- TEXT SECTION
Studio album by B. B. King
- Released: 1988
- Studios: The Village Recorder, CA "The Slammer", CA Waterfront, NJ Media Sound, NY Memphis Sound Ardent Muscle Shoals, AL Baby O, CA
- Genres: Blues, pop
- Length: 51:28
- Label: MCA
- Producers: Jerry Lynn Williams (all except noted) Al Kooper (2 & 6) Trade Martin (7 & 10) Frederick Knight (9 & 11)

B. B. King chronology
| You Done Lost Your Good Thing Now (1987) | King of the Blues: 1989 (1988) | Live at San Quentin (1990) |

= King of the Blues: 1989 =

King of the Blues: 1989 is an album by the American musician B. B. King, released in 1988. It was nominated for a Grammy Award for "Best Contemporary Blues Recording".

King supported the album with a North American tour, which was a hit due to his appearance in U2's Rattle and Hum. King was disappointed that the album and tour did not find much success with Black audiences.

Image outline annotation entries:
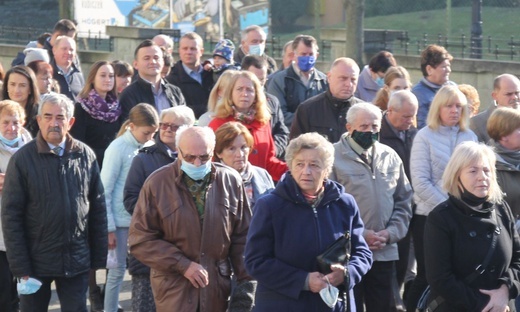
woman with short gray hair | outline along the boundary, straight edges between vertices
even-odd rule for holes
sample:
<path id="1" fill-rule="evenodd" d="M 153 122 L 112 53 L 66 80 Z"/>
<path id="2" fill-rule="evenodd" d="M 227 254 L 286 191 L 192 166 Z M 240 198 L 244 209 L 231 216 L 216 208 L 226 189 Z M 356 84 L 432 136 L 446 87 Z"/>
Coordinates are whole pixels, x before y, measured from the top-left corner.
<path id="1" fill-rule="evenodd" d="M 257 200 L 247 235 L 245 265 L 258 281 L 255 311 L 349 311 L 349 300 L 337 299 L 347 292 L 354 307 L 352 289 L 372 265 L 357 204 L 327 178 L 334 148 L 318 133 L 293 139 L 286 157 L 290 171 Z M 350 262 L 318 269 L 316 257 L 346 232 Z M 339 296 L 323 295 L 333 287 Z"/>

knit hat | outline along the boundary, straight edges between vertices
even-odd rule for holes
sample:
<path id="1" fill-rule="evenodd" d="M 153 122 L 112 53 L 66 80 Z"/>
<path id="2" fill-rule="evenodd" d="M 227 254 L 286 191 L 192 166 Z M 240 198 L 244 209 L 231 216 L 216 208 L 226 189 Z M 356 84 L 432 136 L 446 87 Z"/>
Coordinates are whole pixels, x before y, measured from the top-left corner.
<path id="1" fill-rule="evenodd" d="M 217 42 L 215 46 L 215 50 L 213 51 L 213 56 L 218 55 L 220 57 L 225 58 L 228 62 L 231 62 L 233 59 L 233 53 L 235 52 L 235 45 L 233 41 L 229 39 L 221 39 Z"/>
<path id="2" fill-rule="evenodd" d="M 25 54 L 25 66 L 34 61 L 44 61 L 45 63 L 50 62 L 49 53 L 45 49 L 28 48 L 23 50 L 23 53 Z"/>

- WRITTEN TASKS
(1) Using the text on the album King of the Blues: 1989, decide whether each statement agrees with it: (a) the album came out on the MCA label; (b) the album won a Grammy Award for "Best Contemporary Blues Recording"; (c) King was disappointed with how the album and tour did with Black audiences. Give yes or no for each, with the deciding words of the text quoted exactly.
(2) Write a continuation of the text on the album King of the Blues: 1989, beginning after its final sentence.

- EXPECTED ANSWERS
(1)
(a) Yes: "Label: MCA"
(b) No: "It was nominated for a Grammy Award for "Best Contemporary Blues Recording"."
(c) Yes: "King was disappointed that the album and tour did not find much success with Black audiences."

(2)
==Production==
Al Kooper was among the album's four producers. Many of the tracks used drum machines; King was an adopter of home computers and curious about modern studio technology. Steve Cropper played rhythm guitar. "Drowning in the Sea of Love" was written by Gamble and Huff. "Can't Get Enough" was King's favorite track.

==Critical reception==

The Orlando Sentinel called the album a "bid for pop- crossover attention." The Calgary Herald wrote that "the songs are so mediocre as to actually give you the blues, and producer Al Kooper has drowned King's occasional stellar guitar work in a sea of keyboards and soulless drum programming." The Kingston Whig-Standard determined that the album "is very contemporary and could easily give Robert Cray a run for his money in the blues-pop-soul category." The Toronto Star labeled it "a bold, big electric blues album from the unassailable master of the field." The Vancouver Sun noted that King of the Blues: 1989 was "more structured and tight than previous albums."

AllMusic concluded: "Over-glossed R&B tracks, heavy doses of keyboards and drum programming are an ideal way to make albums for the pop charts, but for B.B. King, they are tools of disaster." King's biographer, Daniel de Vise, deemed the album perhaps "the low ebb of his recording career."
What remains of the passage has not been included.